* BEGIN *
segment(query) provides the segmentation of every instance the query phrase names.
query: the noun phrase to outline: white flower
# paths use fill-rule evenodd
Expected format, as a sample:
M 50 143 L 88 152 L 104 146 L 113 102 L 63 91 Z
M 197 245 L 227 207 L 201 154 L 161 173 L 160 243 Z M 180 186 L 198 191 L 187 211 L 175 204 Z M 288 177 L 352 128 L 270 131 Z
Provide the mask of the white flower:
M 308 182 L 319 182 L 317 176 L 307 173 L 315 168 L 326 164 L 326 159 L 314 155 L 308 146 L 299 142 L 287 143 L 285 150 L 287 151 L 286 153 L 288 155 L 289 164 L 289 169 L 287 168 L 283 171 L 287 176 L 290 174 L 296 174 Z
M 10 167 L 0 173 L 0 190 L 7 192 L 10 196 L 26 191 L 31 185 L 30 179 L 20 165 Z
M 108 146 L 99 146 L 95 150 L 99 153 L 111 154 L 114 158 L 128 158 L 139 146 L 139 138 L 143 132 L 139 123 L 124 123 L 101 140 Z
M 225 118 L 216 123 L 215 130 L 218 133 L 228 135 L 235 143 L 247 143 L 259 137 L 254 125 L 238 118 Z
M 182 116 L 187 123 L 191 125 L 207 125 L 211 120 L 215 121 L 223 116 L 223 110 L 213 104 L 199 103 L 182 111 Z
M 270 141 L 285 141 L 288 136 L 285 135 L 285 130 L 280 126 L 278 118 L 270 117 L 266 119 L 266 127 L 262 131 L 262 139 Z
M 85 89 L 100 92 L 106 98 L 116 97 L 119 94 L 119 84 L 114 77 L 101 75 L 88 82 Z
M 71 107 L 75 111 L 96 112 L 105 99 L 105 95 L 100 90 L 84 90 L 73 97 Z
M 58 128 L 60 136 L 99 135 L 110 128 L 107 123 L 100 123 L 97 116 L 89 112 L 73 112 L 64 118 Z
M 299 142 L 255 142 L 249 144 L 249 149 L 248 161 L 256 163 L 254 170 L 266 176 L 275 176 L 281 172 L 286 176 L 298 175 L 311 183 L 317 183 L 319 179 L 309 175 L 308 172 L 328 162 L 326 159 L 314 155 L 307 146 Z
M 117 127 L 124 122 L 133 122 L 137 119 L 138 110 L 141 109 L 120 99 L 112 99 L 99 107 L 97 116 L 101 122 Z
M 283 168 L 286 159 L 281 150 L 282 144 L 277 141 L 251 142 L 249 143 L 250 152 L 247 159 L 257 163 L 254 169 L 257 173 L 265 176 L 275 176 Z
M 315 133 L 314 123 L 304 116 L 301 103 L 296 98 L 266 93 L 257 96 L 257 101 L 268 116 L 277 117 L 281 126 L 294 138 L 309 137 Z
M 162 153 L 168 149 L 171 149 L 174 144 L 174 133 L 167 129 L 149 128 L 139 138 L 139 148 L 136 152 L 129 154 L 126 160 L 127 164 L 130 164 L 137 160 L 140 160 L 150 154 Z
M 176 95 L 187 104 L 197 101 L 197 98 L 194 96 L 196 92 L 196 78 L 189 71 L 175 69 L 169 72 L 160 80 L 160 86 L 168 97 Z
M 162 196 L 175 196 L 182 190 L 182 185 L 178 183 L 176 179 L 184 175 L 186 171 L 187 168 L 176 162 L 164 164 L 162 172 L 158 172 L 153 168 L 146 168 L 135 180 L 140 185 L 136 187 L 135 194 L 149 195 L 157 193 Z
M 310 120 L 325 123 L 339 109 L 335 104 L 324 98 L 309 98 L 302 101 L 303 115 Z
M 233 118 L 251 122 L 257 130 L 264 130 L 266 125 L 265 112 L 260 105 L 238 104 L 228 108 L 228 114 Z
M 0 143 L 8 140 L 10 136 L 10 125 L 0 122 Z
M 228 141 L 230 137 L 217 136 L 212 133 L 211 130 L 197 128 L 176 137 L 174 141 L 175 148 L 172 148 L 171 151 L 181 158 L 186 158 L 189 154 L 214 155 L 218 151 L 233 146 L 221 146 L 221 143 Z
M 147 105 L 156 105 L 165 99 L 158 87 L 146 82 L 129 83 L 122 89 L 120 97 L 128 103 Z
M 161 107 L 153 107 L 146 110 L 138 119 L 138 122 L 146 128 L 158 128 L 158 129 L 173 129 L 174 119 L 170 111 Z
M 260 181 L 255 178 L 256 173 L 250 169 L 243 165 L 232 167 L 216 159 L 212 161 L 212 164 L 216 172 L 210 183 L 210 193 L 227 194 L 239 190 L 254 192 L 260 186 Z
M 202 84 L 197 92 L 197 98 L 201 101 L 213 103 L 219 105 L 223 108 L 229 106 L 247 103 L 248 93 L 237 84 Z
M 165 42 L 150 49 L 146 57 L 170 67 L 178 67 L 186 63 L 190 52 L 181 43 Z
* END *
PROMPT. Reproduce all of the data above line for line, with no changes.

TASK ANSWER.
segment(query) provides the segmentation of every instance the query phrase names.
query: the noun phrase to outline: white flower
# paths use fill-rule evenodd
Expected format, as a sample:
M 50 143 L 88 152 L 104 146 L 113 102 L 63 91 Z
M 197 245 L 227 207 L 201 154 L 161 173 L 160 243 Z M 180 186 L 198 191 L 187 211 L 175 204 Z M 288 177 L 352 128 L 270 131 Z
Provide the mask of the white flower:
M 308 182 L 319 182 L 317 176 L 307 173 L 315 168 L 326 164 L 326 159 L 314 155 L 308 146 L 299 142 L 287 143 L 285 150 L 287 151 L 286 153 L 288 155 L 289 164 L 289 169 L 287 168 L 283 171 L 287 176 L 290 174 L 296 174 Z
M 10 167 L 0 173 L 0 190 L 7 192 L 10 196 L 26 191 L 31 185 L 30 179 L 20 165 Z
M 108 146 L 99 146 L 95 150 L 99 153 L 111 154 L 114 158 L 128 158 L 139 146 L 139 138 L 143 132 L 139 123 L 124 123 L 101 140 Z
M 225 118 L 216 123 L 215 130 L 218 133 L 228 135 L 235 143 L 247 143 L 259 137 L 254 125 L 238 118 Z
M 182 116 L 187 123 L 191 125 L 207 125 L 211 120 L 215 121 L 223 116 L 223 110 L 213 104 L 199 103 L 182 111 Z
M 270 141 L 285 141 L 288 136 L 285 135 L 285 130 L 280 126 L 278 118 L 270 117 L 266 119 L 266 127 L 262 131 L 262 139 Z
M 85 89 L 100 92 L 106 98 L 116 97 L 119 94 L 119 84 L 114 77 L 101 75 L 88 82 Z
M 71 107 L 75 111 L 96 112 L 105 99 L 105 95 L 100 90 L 84 90 L 73 97 Z
M 58 128 L 60 136 L 99 135 L 110 128 L 107 123 L 100 123 L 97 116 L 89 112 L 73 112 L 64 118 Z
M 299 142 L 255 142 L 249 144 L 249 149 L 248 161 L 256 163 L 254 170 L 266 176 L 275 176 L 281 172 L 286 176 L 298 175 L 311 183 L 317 183 L 319 179 L 309 175 L 308 172 L 328 162 L 326 159 L 314 155 L 307 146 Z
M 117 127 L 124 122 L 133 122 L 137 119 L 138 110 L 141 109 L 120 99 L 112 99 L 99 107 L 97 116 L 101 122 Z
M 283 168 L 286 159 L 281 150 L 282 144 L 277 141 L 251 142 L 249 143 L 250 152 L 247 159 L 257 163 L 254 169 L 257 173 L 265 176 L 275 176 Z
M 315 133 L 314 123 L 304 116 L 301 103 L 296 98 L 266 93 L 257 96 L 257 101 L 268 116 L 277 117 L 281 126 L 294 138 L 309 137 Z
M 162 153 L 168 149 L 171 149 L 174 144 L 174 133 L 167 129 L 149 128 L 139 138 L 139 148 L 136 152 L 129 154 L 126 160 L 127 164 L 130 164 L 137 160 L 140 160 L 150 154 Z
M 176 95 L 187 104 L 197 101 L 197 98 L 194 96 L 196 92 L 196 78 L 189 71 L 175 69 L 169 72 L 160 80 L 160 86 L 168 97 Z
M 162 196 L 175 196 L 182 190 L 182 185 L 178 183 L 176 179 L 184 175 L 186 171 L 187 168 L 176 162 L 164 164 L 162 172 L 158 172 L 153 168 L 146 168 L 135 180 L 140 185 L 136 187 L 135 194 L 149 195 L 157 193 Z
M 310 120 L 325 123 L 339 109 L 335 104 L 324 98 L 309 98 L 302 101 L 303 115 Z
M 233 118 L 251 122 L 257 130 L 264 130 L 266 125 L 265 112 L 260 105 L 238 104 L 228 108 L 228 114 Z
M 0 143 L 8 140 L 10 136 L 10 125 L 0 122 Z
M 228 141 L 230 137 L 217 136 L 212 133 L 211 130 L 197 128 L 176 137 L 174 141 L 175 148 L 172 148 L 171 151 L 181 158 L 186 158 L 189 154 L 214 155 L 218 151 L 233 146 L 221 146 L 221 143 Z
M 147 105 L 156 105 L 165 99 L 158 87 L 146 82 L 129 83 L 122 89 L 120 97 L 128 103 Z
M 161 107 L 153 107 L 146 110 L 138 119 L 138 122 L 146 128 L 158 128 L 158 129 L 173 129 L 174 119 L 170 111 Z
M 260 181 L 255 178 L 256 173 L 250 169 L 243 165 L 232 167 L 216 159 L 212 161 L 212 164 L 216 172 L 210 183 L 210 193 L 227 194 L 239 190 L 254 192 L 260 186 Z
M 202 84 L 197 92 L 197 98 L 201 101 L 213 103 L 219 105 L 223 108 L 229 106 L 247 103 L 248 93 L 237 84 Z
M 165 42 L 150 49 L 146 57 L 170 67 L 178 67 L 186 63 L 190 52 L 181 43 Z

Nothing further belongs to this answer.